=== Set problem ===
Please rewrite all of the items below, replacing "Rules" with "Instructions" and leaving everything else unchanged.

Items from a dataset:
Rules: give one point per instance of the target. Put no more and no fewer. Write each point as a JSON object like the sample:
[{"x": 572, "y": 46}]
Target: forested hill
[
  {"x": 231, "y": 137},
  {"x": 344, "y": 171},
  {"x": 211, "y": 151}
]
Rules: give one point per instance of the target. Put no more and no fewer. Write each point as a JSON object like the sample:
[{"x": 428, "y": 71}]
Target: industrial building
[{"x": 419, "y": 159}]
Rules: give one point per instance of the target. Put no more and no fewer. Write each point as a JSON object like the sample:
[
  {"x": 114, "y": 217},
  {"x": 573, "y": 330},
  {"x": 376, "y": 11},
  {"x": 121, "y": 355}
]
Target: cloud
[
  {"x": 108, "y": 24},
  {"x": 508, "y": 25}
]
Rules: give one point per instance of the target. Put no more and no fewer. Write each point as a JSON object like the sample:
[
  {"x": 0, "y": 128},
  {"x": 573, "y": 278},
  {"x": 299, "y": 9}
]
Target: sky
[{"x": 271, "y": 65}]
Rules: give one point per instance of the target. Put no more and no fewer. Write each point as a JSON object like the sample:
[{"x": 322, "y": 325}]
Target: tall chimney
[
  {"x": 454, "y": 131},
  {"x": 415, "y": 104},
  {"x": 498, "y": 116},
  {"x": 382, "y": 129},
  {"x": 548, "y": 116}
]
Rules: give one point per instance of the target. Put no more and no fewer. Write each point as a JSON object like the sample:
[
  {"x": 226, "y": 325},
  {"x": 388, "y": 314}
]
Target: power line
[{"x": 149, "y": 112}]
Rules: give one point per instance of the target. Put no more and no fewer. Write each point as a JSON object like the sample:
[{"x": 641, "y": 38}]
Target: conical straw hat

=== Response for this exercise ===
Instructions: give one point per instance of the target. Put no more and no fewer. Write each point as a JSON object like the sample:
[{"x": 572, "y": 46}]
Target: forested hill
[
  {"x": 231, "y": 137},
  {"x": 344, "y": 171},
  {"x": 211, "y": 151}
]
Instructions: give one point per instance of the target. Put no more and no fewer. Write each point as a JSON object like the sample:
[{"x": 428, "y": 71}]
Target: industrial building
[{"x": 419, "y": 159}]
Instructions: give one point per instance of the target. Put no more and no fewer. Write each point as a JSON object like the sample:
[
  {"x": 114, "y": 217},
  {"x": 573, "y": 330},
  {"x": 376, "y": 11},
  {"x": 121, "y": 355}
]
Target: cloud
[
  {"x": 108, "y": 24},
  {"x": 508, "y": 25}
]
Instructions: give one point per instance of the target. Put no more and no fewer. Write each point as a JSON object like the sample:
[
  {"x": 0, "y": 128},
  {"x": 573, "y": 278},
  {"x": 299, "y": 9}
]
Target: sky
[{"x": 271, "y": 65}]
Instructions: give one point per instance of the target. Put no more and no fewer. Write each point as a JSON object like the sample:
[{"x": 322, "y": 325}]
Target: tall chimney
[
  {"x": 454, "y": 131},
  {"x": 415, "y": 104},
  {"x": 498, "y": 116},
  {"x": 382, "y": 129},
  {"x": 548, "y": 116}
]
Instructions: give one point per instance of the target. Put no more and no fewer. Write each point as a JSON object like the sample:
[
  {"x": 226, "y": 325},
  {"x": 388, "y": 314}
]
Target: power line
[{"x": 149, "y": 112}]
Instructions: give one point per instance of the target. Put no more and no fewer. Write each point as a JSON object like the sample:
[{"x": 641, "y": 38}]
Target: conical straw hat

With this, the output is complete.